Output the records exactly. Include every line.

====== RECORDS SUPPLIED ======

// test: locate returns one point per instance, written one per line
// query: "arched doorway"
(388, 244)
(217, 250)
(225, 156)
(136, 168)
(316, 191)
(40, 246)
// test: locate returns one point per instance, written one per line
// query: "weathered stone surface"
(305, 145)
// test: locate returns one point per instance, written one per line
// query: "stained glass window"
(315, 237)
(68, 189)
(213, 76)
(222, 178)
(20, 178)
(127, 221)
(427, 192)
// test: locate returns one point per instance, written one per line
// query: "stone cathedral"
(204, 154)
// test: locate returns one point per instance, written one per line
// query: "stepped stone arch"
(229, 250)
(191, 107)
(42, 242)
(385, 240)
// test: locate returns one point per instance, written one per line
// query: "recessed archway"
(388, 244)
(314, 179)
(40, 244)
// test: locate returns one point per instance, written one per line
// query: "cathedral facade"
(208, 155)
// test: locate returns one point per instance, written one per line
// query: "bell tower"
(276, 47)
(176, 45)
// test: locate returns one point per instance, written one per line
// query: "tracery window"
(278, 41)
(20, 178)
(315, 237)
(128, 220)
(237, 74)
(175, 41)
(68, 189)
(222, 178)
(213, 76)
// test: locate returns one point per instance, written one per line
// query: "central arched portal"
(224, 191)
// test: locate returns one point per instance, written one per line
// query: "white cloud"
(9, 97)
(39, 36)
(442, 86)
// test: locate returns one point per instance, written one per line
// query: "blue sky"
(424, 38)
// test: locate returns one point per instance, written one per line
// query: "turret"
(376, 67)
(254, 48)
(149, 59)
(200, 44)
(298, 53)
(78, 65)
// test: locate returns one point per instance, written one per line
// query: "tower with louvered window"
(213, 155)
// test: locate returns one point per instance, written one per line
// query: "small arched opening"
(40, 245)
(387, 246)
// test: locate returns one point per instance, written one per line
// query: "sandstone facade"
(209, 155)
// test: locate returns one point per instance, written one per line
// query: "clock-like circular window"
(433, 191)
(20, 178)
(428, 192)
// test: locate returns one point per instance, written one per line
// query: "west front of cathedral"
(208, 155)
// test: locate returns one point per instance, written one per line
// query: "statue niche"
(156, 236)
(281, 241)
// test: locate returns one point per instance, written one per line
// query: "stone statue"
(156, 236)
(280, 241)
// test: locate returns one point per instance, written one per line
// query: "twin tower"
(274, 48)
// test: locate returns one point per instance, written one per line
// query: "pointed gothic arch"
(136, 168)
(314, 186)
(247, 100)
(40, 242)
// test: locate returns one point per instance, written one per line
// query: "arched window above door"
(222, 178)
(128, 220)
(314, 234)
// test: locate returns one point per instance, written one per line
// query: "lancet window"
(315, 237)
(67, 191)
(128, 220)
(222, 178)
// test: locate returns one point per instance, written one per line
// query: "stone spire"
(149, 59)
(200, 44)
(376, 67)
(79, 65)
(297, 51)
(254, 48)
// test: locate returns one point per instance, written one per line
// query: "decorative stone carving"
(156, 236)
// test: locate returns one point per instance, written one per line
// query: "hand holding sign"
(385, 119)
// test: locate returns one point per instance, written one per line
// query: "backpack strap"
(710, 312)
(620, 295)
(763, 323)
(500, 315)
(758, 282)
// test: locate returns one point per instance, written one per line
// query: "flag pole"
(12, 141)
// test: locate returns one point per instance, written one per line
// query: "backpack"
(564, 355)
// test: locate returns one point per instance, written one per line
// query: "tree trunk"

======

- [THE RESULT]
// test: locate returns one point per instance, written one per line
// query: "arched doorway"
(388, 244)
(217, 250)
(225, 156)
(136, 168)
(316, 191)
(40, 246)
// test: locate returns one point per instance, written one per line
// query: "weathered stone surface"
(305, 145)
// test: locate returns one point per instance, written one per line
// query: "stained glass window"
(315, 237)
(68, 189)
(213, 76)
(222, 178)
(20, 178)
(127, 221)
(427, 192)
// test: locate returns one point per instance, written one per line
// query: "stone cathedral"
(204, 154)
// test: locate returns one point per instance, written one per line
// query: "stepped stone arch"
(229, 250)
(191, 107)
(42, 242)
(385, 240)
// test: locate returns one point per instance, written one per line
// query: "recessed archway"
(388, 244)
(314, 179)
(40, 244)
// test: locate returns one point per instance, written one per line
// query: "cathedral facade"
(208, 155)
// test: locate returns one point per instance, written one per line
// query: "bell tower"
(276, 47)
(176, 45)
// test: locate returns one point per instance, written one per line
// query: "tracery window"
(278, 41)
(20, 178)
(315, 237)
(128, 220)
(237, 74)
(175, 41)
(68, 189)
(222, 178)
(213, 76)
// test: locate returns one point per instance, written one per line
// query: "central arched portal"
(224, 191)
// test: locate returns one point per instance, written one per line
// query: "white cloud"
(9, 97)
(39, 36)
(442, 86)
// test: locate returns one point per instance, written one per line
// query: "blue sky"
(424, 38)
// test: locate returns one point per instance, written one per line
// query: "turret"
(376, 67)
(254, 48)
(149, 59)
(200, 44)
(298, 53)
(78, 65)
// test: locate returns one point per instance, written one per line
// query: "tower with louvered window"
(213, 155)
// test: locate returns one point per instance, written one per line
// query: "small arched opening"
(40, 245)
(387, 246)
// test: locate returns one point per instance, written one per line
// query: "sandstone facade"
(209, 155)
// test: locate returns one point per instance, written one per line
// query: "clock-like circular window"
(433, 191)
(20, 178)
(428, 192)
// test: locate returns one point per instance, written one per line
// query: "west front of cathedral"
(208, 155)
// test: locate returns one point per instance, written one per line
// query: "statue niche"
(156, 236)
(281, 241)
// test: locate returns one point per instance, written one per line
// query: "stone statue"
(156, 236)
(280, 241)
// test: locate returns one point per instance, written one per line
// query: "twin tower"
(274, 48)
// test: locate returns one point per instance, written one per line
// query: "pointed gothic arch"
(136, 168)
(314, 186)
(247, 100)
(40, 242)
// test: locate returns one point per instance, written one per line
// query: "arched window above door"
(222, 178)
(128, 220)
(314, 234)
// test: locate returns one point per instance, written one per line
// query: "lancet window"
(315, 237)
(67, 191)
(128, 220)
(222, 178)
// test: locate returns one point per instance, written one per line
// query: "stone spire"
(149, 59)
(200, 44)
(376, 67)
(79, 65)
(297, 51)
(254, 48)
// test: locate returns one point per instance, written one per line
// query: "decorative stone carving"
(156, 236)
// test: locate returns one point per instance, written one per line
// query: "hand holding sign"
(385, 119)
// test: locate returns one point per instance, written one per line
// query: "backpack strap"
(710, 312)
(620, 295)
(763, 323)
(500, 315)
(758, 282)
// test: locate returns one point per instance, written one per line
// query: "flag pole"
(12, 141)
// test: locate returns one point per instance, written one per line
// query: "backpack"
(564, 355)
// test: locate returns one point per instance, written one per line
// query: "tree trunk"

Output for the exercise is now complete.